Dados de rotulagem por coordenadas
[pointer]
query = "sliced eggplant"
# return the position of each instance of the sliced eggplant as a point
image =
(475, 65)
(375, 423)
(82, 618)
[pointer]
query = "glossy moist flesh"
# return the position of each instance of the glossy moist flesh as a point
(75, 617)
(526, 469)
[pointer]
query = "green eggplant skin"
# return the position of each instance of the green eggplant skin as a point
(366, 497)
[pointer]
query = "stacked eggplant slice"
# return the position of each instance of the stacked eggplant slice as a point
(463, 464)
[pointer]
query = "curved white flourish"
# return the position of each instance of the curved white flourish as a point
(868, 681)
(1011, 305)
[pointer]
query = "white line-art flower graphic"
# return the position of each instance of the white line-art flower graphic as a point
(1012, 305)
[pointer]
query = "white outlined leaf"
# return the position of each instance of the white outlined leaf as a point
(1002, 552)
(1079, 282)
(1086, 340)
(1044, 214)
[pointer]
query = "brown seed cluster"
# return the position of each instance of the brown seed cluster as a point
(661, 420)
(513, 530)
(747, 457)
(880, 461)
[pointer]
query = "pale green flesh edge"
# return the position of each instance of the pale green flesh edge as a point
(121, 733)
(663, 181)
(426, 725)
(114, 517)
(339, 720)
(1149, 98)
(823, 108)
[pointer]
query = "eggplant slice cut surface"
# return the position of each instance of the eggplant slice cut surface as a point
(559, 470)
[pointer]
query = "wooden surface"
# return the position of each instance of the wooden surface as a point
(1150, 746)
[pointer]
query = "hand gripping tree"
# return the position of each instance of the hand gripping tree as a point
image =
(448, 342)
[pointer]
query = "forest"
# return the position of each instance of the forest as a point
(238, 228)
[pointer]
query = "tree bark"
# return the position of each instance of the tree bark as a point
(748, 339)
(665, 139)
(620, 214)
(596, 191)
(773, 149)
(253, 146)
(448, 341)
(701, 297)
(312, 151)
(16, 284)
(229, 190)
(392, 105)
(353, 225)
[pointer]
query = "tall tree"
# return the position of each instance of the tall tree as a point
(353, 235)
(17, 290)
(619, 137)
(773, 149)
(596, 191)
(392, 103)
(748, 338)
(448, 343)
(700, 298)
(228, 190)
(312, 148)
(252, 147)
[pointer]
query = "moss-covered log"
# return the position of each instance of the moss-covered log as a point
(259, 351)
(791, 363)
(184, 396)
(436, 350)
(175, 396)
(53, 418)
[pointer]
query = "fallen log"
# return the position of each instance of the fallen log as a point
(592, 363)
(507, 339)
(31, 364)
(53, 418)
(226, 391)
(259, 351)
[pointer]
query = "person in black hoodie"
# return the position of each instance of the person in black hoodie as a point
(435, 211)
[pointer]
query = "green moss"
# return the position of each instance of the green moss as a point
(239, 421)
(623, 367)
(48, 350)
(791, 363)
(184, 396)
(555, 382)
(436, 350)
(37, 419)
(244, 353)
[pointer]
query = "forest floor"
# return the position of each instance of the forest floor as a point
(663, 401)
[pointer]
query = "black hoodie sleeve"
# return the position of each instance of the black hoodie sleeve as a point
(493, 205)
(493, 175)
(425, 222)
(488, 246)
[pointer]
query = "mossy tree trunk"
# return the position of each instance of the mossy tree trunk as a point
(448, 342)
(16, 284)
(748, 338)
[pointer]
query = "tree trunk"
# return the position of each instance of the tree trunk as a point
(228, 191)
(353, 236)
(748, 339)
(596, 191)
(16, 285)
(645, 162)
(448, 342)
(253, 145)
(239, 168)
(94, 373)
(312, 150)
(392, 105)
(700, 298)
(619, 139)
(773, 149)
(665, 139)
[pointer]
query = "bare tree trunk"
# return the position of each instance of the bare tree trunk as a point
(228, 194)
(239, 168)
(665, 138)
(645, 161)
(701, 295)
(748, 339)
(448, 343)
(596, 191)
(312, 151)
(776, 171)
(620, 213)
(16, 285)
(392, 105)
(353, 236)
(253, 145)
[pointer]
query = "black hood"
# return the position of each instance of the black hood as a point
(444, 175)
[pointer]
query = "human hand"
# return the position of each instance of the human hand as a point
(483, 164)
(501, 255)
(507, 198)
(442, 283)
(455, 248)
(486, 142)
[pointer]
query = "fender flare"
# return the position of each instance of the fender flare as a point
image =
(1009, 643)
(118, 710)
* * *
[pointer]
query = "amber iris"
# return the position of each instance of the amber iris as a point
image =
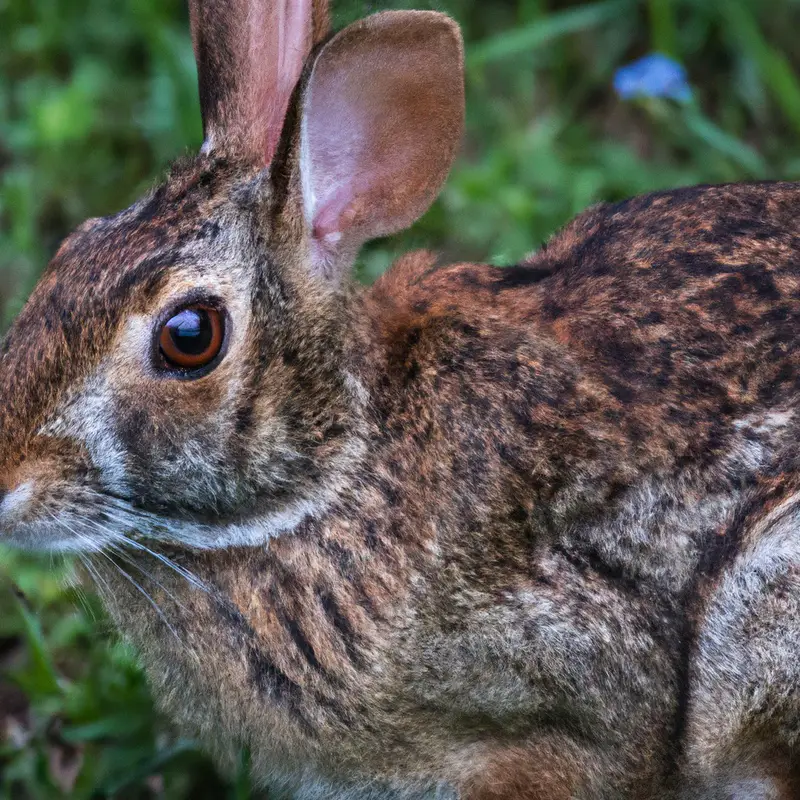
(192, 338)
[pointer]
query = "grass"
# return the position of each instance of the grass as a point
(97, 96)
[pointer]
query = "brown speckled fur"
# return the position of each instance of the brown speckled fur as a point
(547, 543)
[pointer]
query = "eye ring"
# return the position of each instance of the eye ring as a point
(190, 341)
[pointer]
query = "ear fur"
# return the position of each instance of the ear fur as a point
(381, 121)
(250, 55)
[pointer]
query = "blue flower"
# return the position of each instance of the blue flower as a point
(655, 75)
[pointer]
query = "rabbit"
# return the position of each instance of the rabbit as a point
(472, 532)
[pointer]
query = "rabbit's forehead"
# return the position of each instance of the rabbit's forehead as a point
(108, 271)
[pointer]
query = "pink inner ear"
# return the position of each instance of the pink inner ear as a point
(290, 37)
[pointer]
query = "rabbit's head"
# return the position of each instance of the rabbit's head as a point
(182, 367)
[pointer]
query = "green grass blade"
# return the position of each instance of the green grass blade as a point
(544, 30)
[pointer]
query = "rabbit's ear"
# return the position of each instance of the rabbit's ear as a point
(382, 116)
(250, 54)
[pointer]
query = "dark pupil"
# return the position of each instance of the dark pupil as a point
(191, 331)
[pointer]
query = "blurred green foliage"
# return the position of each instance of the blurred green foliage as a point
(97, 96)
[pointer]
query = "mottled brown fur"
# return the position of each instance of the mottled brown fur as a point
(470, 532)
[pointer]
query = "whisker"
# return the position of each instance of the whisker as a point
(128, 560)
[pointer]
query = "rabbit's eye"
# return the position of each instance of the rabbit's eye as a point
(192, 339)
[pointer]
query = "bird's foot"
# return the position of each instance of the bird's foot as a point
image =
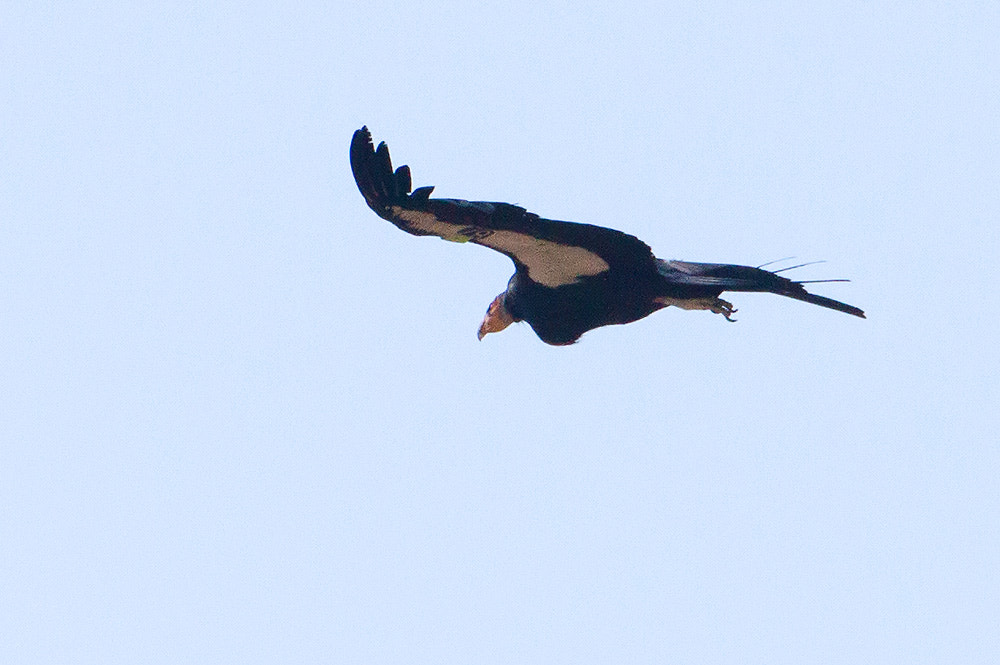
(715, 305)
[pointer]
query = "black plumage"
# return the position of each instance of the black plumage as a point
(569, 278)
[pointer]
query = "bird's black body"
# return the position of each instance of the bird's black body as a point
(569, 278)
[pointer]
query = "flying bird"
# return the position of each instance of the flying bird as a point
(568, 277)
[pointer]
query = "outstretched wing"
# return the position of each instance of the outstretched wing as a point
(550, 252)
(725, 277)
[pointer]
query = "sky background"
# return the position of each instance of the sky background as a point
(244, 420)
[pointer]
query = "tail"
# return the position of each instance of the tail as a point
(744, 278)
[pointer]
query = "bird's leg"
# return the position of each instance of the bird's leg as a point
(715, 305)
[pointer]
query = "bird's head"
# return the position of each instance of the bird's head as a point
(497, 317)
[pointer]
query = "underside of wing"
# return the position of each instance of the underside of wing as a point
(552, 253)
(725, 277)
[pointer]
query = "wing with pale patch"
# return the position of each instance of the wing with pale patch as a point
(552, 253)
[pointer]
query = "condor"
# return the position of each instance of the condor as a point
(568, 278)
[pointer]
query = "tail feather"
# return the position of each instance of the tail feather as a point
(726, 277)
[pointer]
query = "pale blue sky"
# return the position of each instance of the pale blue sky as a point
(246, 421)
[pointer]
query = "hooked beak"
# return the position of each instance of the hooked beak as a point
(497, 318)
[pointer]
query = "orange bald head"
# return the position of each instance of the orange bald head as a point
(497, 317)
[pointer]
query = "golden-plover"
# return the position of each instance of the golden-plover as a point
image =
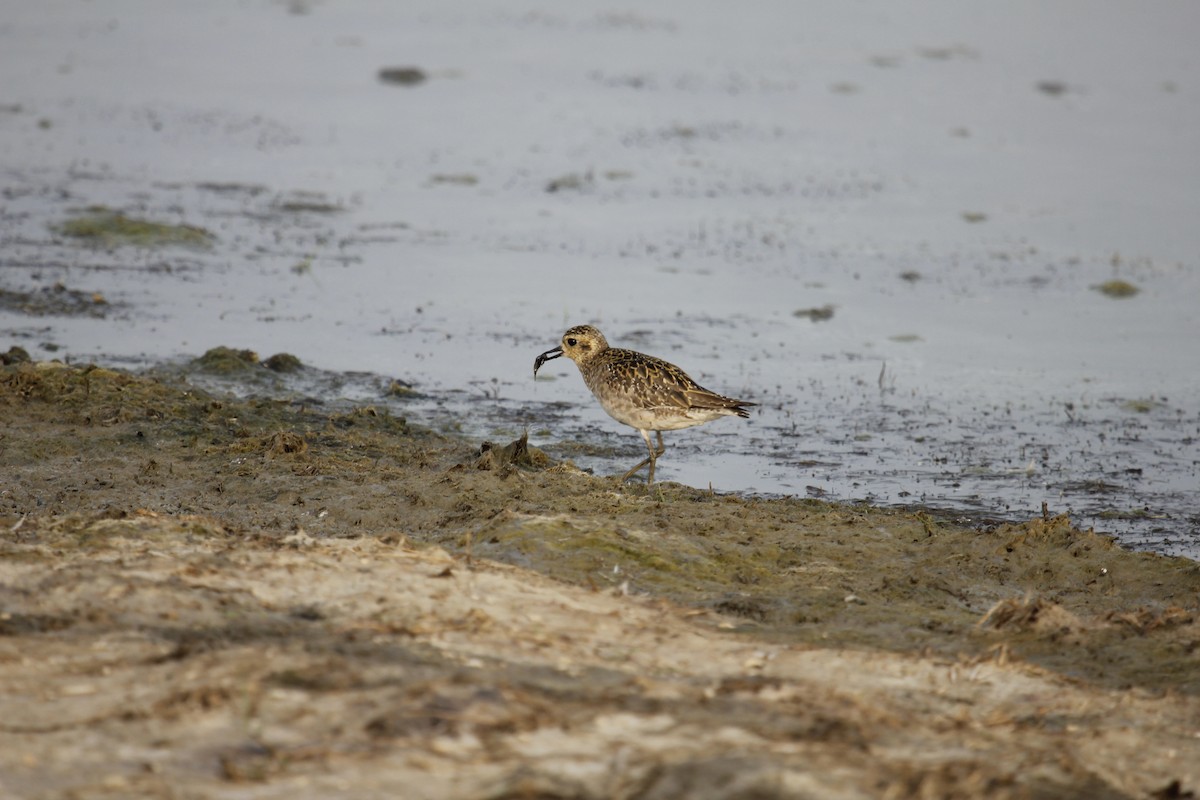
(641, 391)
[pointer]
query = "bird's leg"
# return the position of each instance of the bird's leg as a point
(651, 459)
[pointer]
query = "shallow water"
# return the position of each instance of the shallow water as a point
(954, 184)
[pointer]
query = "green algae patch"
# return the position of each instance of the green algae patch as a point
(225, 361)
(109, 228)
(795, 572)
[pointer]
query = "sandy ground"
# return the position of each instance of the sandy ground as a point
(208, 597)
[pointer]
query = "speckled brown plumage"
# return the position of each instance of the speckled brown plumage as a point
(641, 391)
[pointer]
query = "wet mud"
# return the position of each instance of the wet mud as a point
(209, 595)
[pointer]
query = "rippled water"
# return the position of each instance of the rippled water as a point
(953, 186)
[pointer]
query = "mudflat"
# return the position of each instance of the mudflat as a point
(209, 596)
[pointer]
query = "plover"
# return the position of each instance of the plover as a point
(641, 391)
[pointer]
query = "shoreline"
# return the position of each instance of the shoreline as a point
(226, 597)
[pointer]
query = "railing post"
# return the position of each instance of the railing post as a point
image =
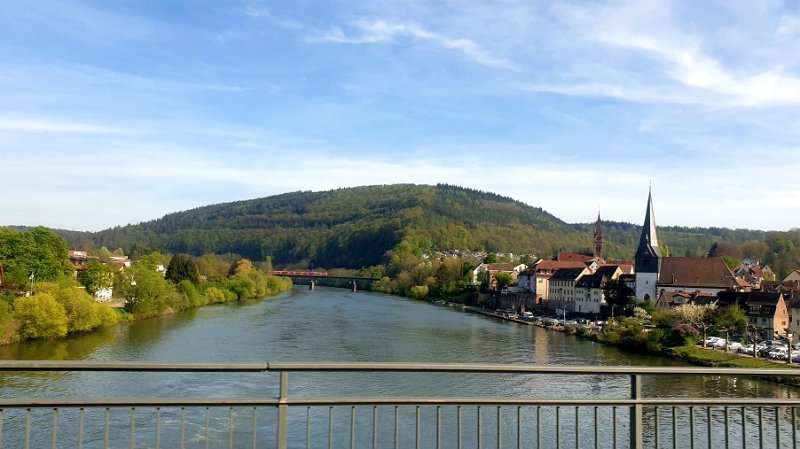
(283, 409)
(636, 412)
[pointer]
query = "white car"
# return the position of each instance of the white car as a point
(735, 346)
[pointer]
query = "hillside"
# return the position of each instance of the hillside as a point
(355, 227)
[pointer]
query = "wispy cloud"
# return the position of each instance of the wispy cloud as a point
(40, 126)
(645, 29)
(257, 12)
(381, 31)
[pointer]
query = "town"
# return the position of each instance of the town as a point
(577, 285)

▶ [TAREFA]
Selecione, na listagem acima, todas as linhas em que aparece a palavra "sliced".

▶ [RESPOSTA ESPERADA]
query = "sliced eggplant"
# return the position of each instance of the sliced eggplant as a point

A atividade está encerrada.